* BEGIN Raw records *
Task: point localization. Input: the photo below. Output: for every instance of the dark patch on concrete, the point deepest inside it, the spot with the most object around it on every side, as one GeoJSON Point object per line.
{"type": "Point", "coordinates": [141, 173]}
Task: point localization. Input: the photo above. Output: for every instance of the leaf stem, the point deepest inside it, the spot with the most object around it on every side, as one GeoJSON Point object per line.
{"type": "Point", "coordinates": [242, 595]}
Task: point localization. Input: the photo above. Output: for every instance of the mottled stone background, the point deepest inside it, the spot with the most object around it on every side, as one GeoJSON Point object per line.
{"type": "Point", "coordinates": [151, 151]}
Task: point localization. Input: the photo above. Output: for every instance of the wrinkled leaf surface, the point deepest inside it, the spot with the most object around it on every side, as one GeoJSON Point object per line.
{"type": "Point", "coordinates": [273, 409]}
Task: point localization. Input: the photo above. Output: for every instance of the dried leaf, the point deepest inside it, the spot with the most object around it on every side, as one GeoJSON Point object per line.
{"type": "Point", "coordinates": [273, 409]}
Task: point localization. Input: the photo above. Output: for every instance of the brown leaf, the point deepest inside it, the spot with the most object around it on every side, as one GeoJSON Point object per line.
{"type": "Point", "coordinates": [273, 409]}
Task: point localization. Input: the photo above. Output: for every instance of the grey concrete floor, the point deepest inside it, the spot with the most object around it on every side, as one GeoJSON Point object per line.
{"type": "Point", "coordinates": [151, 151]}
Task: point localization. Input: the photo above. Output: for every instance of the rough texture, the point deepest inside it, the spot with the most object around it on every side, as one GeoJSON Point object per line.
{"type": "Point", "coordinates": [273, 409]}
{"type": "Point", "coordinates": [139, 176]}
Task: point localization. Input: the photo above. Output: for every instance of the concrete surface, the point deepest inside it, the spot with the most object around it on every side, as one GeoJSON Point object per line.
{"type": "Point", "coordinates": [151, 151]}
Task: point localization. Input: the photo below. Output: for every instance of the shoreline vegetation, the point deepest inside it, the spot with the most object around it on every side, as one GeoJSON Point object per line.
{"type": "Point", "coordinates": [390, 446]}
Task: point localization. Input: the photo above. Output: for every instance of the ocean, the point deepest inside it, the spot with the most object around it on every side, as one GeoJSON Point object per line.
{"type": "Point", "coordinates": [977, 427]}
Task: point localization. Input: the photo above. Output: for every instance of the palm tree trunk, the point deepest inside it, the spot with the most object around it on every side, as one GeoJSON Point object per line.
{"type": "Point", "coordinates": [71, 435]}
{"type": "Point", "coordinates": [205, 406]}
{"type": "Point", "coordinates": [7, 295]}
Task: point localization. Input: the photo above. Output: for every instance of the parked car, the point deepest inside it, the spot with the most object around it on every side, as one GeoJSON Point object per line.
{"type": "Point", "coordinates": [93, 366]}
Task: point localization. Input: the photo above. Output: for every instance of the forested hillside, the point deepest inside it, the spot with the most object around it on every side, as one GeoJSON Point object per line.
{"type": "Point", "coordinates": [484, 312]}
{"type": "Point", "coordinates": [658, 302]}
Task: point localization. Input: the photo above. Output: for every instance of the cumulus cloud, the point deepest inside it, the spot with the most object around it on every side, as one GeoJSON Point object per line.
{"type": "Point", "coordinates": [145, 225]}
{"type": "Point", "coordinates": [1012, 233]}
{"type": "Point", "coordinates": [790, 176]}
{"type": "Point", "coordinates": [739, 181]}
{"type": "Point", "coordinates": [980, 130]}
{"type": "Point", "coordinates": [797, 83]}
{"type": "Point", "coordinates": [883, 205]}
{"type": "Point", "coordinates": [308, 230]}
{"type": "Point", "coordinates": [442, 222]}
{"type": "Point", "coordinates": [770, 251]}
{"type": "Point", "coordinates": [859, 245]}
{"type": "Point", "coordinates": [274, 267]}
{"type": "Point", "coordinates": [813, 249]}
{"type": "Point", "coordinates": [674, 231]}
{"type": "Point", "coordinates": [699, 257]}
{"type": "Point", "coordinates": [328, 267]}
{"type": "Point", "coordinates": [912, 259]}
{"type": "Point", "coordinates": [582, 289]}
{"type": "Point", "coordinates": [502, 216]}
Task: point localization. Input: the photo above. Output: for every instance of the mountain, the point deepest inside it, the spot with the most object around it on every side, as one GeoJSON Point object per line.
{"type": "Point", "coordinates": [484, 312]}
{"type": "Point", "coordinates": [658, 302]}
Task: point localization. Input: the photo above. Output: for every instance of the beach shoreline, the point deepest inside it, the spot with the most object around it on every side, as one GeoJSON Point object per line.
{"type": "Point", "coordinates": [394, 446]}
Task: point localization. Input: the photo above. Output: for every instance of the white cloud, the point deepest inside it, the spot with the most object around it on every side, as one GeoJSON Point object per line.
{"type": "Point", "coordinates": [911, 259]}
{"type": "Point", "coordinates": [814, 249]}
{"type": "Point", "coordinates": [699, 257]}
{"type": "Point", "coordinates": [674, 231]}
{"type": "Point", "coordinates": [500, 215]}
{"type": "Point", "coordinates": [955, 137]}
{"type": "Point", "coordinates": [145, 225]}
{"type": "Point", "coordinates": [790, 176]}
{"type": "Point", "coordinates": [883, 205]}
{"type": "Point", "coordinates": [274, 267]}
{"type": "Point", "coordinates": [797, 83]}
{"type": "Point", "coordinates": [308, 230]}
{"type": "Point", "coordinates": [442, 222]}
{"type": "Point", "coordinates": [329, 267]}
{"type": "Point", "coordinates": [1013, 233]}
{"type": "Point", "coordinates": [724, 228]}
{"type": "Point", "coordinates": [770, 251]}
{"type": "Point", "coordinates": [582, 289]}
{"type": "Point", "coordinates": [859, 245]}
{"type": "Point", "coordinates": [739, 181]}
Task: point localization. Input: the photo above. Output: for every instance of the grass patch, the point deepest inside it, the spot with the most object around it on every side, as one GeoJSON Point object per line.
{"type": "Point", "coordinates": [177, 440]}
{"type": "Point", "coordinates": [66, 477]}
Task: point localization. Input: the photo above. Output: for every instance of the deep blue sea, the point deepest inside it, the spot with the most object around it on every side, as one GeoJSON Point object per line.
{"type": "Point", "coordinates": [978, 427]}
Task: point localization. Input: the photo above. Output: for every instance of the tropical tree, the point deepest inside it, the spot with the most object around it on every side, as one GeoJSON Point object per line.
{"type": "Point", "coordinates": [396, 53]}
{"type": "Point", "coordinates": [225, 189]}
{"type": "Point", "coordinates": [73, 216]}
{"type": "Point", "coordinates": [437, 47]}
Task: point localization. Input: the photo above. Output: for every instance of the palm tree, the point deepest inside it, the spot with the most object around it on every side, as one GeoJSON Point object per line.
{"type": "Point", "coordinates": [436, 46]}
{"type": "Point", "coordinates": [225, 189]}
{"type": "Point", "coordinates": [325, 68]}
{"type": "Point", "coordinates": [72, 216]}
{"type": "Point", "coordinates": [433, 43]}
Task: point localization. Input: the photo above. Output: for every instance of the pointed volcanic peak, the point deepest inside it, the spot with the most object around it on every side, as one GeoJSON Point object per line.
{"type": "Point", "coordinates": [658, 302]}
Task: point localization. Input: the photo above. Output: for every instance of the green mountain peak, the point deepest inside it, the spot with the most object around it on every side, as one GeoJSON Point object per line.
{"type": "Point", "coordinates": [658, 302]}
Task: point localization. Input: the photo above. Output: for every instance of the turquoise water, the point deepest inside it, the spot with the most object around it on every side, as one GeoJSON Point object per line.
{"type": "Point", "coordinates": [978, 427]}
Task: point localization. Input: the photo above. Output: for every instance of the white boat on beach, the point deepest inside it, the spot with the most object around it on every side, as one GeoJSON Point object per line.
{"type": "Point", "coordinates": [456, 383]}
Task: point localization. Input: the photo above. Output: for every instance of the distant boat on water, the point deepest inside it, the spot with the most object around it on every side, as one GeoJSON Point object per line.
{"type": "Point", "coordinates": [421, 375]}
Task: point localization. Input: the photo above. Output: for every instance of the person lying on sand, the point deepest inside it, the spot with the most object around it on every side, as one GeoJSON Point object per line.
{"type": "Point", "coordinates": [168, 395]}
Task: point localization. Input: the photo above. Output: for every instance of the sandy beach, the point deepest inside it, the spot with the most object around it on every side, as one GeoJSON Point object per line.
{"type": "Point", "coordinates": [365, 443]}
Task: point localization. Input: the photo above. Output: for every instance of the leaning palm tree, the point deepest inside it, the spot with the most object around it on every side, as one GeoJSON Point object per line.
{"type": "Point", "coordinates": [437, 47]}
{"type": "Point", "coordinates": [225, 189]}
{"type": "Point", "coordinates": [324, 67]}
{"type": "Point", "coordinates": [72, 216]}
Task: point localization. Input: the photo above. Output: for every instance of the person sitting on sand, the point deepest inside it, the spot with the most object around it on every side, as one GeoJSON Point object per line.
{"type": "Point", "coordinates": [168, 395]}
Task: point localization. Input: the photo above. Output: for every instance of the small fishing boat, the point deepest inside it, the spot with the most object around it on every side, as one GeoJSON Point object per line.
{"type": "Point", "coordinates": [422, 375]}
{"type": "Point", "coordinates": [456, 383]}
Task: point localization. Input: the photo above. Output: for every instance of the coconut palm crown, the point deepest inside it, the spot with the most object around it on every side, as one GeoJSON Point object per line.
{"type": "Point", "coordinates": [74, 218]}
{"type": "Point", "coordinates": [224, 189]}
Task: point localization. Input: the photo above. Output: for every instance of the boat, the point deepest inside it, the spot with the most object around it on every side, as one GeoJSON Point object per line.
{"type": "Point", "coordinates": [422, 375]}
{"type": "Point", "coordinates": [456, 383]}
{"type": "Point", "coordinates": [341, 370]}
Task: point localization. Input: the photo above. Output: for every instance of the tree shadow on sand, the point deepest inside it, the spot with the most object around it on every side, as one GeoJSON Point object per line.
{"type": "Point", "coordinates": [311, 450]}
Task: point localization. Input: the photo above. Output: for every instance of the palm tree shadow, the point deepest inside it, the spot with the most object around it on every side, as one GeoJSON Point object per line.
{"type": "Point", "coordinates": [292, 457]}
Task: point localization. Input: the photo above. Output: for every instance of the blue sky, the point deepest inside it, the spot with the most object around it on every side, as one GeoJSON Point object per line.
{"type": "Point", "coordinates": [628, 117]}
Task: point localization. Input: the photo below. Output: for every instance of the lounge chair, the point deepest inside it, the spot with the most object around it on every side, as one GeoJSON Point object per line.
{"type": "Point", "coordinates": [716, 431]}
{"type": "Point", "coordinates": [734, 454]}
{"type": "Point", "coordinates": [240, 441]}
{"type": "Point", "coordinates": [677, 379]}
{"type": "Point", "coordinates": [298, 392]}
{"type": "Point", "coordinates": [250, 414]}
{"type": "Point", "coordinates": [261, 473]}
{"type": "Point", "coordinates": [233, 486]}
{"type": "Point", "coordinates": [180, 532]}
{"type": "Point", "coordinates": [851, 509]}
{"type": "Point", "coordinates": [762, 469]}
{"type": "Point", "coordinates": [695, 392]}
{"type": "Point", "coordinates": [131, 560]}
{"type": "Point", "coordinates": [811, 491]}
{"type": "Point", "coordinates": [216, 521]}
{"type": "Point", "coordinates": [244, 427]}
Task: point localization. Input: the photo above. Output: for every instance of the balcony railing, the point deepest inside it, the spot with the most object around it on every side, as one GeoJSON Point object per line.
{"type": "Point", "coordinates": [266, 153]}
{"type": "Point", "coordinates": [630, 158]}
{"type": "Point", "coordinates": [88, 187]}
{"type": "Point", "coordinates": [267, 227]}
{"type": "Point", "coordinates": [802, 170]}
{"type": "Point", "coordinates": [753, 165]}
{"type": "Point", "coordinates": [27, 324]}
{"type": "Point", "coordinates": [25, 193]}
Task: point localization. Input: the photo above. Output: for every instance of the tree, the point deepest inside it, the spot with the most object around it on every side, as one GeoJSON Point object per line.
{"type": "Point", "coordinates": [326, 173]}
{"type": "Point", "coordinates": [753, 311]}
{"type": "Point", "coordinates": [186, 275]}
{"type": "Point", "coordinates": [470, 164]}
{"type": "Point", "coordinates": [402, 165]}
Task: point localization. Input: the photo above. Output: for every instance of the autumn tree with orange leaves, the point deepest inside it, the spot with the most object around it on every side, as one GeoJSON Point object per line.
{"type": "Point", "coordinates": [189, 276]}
* END Raw records *
* [Objective] Please extract exactly, and only, the lines from the line containing "the tree, the" through the last line of the records.

* [Response to the task]
Task: point localization. Input: the photo above. Output: for every instance of the tree, the point deepest inside it, the spot with the most object around it on every side, as one GeoJSON Point object per line.
{"type": "Point", "coordinates": [326, 173]}
{"type": "Point", "coordinates": [753, 311]}
{"type": "Point", "coordinates": [186, 275]}
{"type": "Point", "coordinates": [470, 164]}
{"type": "Point", "coordinates": [402, 165]}
Task: point localization. Input: the photo above. Output: for every instance of the autumn tree with orange leaves, the point deepest inside it, the spot with the most object around it on every side, as one GeoJSON Point object per line.
{"type": "Point", "coordinates": [189, 276]}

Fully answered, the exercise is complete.